#### TASK GOAL
Take the entries that follow and write them out again, word for word.

[Natural language region descriptions]
BEGIN
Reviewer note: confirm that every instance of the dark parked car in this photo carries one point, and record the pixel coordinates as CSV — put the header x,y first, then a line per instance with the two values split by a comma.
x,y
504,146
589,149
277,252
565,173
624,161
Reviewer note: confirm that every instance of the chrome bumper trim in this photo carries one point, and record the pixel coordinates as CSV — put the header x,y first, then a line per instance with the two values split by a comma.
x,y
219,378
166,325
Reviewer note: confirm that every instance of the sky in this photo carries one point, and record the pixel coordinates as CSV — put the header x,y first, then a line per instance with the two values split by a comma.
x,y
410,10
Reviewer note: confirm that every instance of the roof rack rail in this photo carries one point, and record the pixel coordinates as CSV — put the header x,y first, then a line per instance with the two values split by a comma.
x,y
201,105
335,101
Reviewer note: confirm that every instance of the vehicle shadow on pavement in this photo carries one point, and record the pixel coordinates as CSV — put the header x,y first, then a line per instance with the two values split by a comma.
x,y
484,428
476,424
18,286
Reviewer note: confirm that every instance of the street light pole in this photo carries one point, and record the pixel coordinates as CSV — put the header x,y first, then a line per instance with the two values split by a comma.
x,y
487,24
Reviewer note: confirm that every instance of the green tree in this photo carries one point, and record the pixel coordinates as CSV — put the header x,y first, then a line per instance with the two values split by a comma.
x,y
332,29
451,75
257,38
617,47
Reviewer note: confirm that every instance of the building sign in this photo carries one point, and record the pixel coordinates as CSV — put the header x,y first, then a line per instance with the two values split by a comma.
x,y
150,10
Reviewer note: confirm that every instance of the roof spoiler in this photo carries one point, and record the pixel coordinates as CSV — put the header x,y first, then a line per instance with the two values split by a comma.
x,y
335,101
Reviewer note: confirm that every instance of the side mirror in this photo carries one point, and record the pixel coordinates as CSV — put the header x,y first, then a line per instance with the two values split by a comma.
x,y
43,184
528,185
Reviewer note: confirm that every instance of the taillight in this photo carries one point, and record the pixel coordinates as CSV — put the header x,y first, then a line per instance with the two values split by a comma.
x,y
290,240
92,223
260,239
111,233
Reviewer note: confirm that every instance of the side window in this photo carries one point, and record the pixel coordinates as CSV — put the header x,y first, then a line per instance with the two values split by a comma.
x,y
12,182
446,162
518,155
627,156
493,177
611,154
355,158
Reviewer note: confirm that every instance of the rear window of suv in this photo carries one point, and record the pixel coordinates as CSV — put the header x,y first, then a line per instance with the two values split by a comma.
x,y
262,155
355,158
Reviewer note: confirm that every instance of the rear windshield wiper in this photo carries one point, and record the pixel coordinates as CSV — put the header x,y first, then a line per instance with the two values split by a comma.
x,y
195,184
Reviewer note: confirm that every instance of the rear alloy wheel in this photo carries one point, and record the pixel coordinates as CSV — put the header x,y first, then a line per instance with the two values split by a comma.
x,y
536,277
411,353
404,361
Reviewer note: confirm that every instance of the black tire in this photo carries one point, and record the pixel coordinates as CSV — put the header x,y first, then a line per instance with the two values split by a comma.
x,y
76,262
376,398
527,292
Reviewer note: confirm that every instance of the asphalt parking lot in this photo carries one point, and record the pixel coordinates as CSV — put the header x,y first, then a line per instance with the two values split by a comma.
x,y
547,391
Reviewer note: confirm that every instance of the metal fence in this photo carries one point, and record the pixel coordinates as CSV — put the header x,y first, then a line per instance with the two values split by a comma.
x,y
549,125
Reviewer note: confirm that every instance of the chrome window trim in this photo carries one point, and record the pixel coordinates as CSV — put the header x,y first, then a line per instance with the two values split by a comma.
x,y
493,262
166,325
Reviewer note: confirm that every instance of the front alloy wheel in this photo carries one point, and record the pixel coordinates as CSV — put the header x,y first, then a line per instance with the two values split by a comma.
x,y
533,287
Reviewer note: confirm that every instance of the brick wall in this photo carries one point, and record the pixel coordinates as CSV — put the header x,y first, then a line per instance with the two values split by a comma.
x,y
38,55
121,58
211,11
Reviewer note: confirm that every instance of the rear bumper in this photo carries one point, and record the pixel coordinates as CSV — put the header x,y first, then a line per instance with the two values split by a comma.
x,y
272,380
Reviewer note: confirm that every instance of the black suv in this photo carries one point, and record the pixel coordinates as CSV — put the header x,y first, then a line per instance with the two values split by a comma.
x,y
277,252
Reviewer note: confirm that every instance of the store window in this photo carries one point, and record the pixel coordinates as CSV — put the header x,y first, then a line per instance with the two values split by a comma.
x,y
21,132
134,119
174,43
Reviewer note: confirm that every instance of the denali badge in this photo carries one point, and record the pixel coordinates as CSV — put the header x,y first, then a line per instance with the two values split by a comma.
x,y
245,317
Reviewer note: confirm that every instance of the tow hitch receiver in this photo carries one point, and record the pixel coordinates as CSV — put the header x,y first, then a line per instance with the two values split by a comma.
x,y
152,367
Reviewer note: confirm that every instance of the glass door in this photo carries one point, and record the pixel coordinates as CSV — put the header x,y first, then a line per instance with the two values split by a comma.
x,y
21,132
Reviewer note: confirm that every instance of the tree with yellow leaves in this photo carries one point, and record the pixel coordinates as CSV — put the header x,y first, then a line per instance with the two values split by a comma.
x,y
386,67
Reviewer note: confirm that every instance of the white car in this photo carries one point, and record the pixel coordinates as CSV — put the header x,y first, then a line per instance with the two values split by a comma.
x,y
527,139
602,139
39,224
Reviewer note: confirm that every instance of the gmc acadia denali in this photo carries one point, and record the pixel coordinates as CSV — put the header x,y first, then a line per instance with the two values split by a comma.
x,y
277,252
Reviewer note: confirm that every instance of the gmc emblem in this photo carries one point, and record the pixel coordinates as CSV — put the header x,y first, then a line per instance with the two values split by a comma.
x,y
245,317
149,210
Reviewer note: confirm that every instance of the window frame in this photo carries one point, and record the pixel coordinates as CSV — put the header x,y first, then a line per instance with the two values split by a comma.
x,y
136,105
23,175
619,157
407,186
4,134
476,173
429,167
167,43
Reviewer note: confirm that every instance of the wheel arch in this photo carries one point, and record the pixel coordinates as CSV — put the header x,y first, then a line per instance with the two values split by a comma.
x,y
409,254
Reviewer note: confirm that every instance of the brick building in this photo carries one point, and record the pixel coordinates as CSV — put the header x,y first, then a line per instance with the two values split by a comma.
END
#### SOLUTION TO THIS PROBLEM
Reviewer note: confirm that every instance of the dark parked car in this photo carries one point, and record the pixel coordinates as CSV — put the header x,y first, then a line per instance with the two values split by a comma.
x,y
504,146
589,149
277,252
565,173
624,161
Reviewer note: confirm that every instance of the chrome bumper trim in this photo carries one point, and record the pixel coordinates as CSV — put the header x,y first, then a line per instance with the two values split by a comma.
x,y
219,378
166,325
Reviewer note: confirm that every instance of the sky in this photo carries one point, and record the pixel coordinates as CSV — put the header x,y first, then a line per instance with the two values split by a comma.
x,y
410,10
Reviewer note: confirm that every instance of the roof rack rail in this photo carries one point, and record the pixel coordinates as CSV — put the header x,y first, then a line per instance with the two values split by a comma.
x,y
201,105
335,101
Reviewer note: confirm that every instance of the vehicle shadow on pavement in this photo carries one point, and record the pixel coordinates as CSV — put the header x,y first, then a line per instance with the two values split by a comma.
x,y
484,428
476,424
18,286
Reviewer note: confirm that every instance of the street light pole in this photo carries one point, and record the pixel coordinates as CSV — put the header x,y first, then a line per instance with the two values split by a comma.
x,y
487,24
Reviewer note: confirm that every instance of the green tree in this photo carries one point, and record the pixel coordinates as CSV — put the header x,y first, then a line per instance with the two values split by a comma.
x,y
332,29
451,75
257,38
617,47
Reviewer note: confirm that every instance of the building sign in this photo carries one point, and record the pixel coordinates as CSV — put the header x,y first, then a line per instance with the two values split by a comma.
x,y
150,10
Reviewer note: confirm that every instance of the roof spoiler in this photo carries one point, and record the pixel coordinates as CSV — put the header x,y first, then a line per instance with the two values split by a comma.
x,y
335,101
Reviewer note: confirm that every instance of the side mirror in this photo carries one point, and record the pixel coordinates as CSV — put the header x,y first, then a line per instance with the two values split by a comma.
x,y
43,184
528,185
Reviewer note: confirm that every instance of the taillight in this photo carries one point, and record the pixel coordinates as CSV — put the header x,y first, then a line per instance with the two values split by a comma.
x,y
290,240
92,223
260,239
111,233
Reviewer note: confirm that every instance of the side window in this photo carries one point, and record the pixel coordinates as CSV — put the header x,y first, then a line per instance with the two values split by a comma.
x,y
12,182
446,162
518,155
627,156
493,177
611,154
355,158
Reviewer note: confirm that every instance of the rear window of suv in this photo carries one point, and record the pixel coordinates as CSV — put the header x,y first, then a line per instance with the two values split by a comma.
x,y
262,155
355,158
Reviewer note: confirm that every instance of the rear windshield wiper in this photo carries one point, and record the pixel coordinates as CSV — put the header x,y first, then a line per instance with the two values split by a comma.
x,y
195,184
Reviewer note: confirm that every instance of the rear alloy wheel in this photo carries one point, and record the pixel coordinates as CSV — put the header x,y first, then a line per instance with the two values split by a comma.
x,y
536,277
411,353
404,361
Reviewer note: confirm that every instance of the black tire in this photo carries one point, and record the pixel coordinates as CSV — put the header x,y first, then a line per instance with the two values split by a comma.
x,y
76,262
376,398
527,292
Reviewer note: confirm that every instance of the asphalt parking lot in this photo carries one point, and record the pixel coordinates as CSV — put the header x,y first, then a line per instance with the two values split by a comma.
x,y
547,391
Reviewer note: confirm that every instance of the metal fence in this photo carries one point, and record the pixel coordinates as CSV — put the header x,y first, then a line per instance with the two values split by a comma.
x,y
549,125
Reviewer note: confirm that every instance of the chrome window trim in this photo carries one point, and record the pixel coordinates as CSV — put the header x,y first, then a line per instance with the two values split by a comma.
x,y
493,262
166,325
Reviewer note: confirm that every instance of the front alloy wheel in this photo carries one point, and record the pixel coordinates as CSV — put the header x,y first, then a line per instance with the two values split by a comma.
x,y
533,287
Reviewer note: confirm that every instance of the brick wall in this photo carries one point, and record the pixel coordinates as CSV — put the header x,y first, then a line per instance with the two values split by a comma.
x,y
38,55
121,58
211,11
Reviewer note: confirm that every instance of the rear bumper in this photo carries one point, and record the pixel coordinates as CSV — put the header x,y first, then a line per instance with the two values split by a comma.
x,y
272,380
Reviewer note: confirm that every instance of the black suv in this photo carries one point, and record the pixel coordinates as CSV — put the header x,y first, then a line per instance with the two values split by a comma.
x,y
277,252
Reviewer note: confirm that every instance of the store window in this photo carries one point, and record the pixel coordinates as CSV — put the header x,y first, then a line per instance with the two values split by a comma.
x,y
21,132
134,119
174,43
Reviewer note: confirm that every instance of the denali badge in this photo carries one point, and record the pixel coordinates as CSV — put the header x,y first, then a line per instance with the two values split by a comma.
x,y
245,317
Reviewer note: confirm that every instance of the tow hitch receiver in this photo carries one point, and record the pixel coordinates as CSV — put the header x,y first, then a line per instance with the two values split by a comma.
x,y
152,367
Reviewer note: confirm that every instance of the glass door in this photo carries one point, and record the pixel coordinates as CSV — put the header x,y first, then a line per instance with the two values split by a comma.
x,y
21,132
Reviewer note: confirm that every instance of the tree with yellow leaves in this photo carries one point, and record the pixel coordinates as CSV — put the header x,y first, then a line per instance with the two values split by a comma.
x,y
386,67
Reviewer note: confirm that every instance of the white car in this photo carries one point, and record the pixel coordinates as CSV — put the header x,y first, then a line per instance with the two values split by a comma.
x,y
527,139
602,139
39,224
Reviewer note: confirm that every instance of the gmc acadia denali in this photo carries one point, and record the pixel coordinates as CSV — put the header x,y first, then a line per instance with the two values split by a comma.
x,y
277,252
Reviewer note: confirm that every instance of the gmc emblem in this photo carries one point, and record the pixel coordinates as CSV — put the header x,y first, then a line per instance with the two values split by a comma.
x,y
245,317
149,210
Reviewer note: confirm that every instance of the window frame in this photo carries one point, and record the pixel coordinates as CSV — put the header x,y first, then a line per instance with the two values split by a comma.
x,y
136,105
23,175
619,157
407,186
4,134
476,173
429,167
167,43
Reviewer note: confirm that every instance of the wheel arch in this photo carries one point, and record the pixel coordinates as CSV — put the header x,y first, then a line per instance with the two values split by a comma.
x,y
409,254
Reviewer note: confirm that every instance of the brick building in this photo carries one point, and record the pixel coordinates as CSV — put the header x,y first, then a line per instance with the two values split by a comma.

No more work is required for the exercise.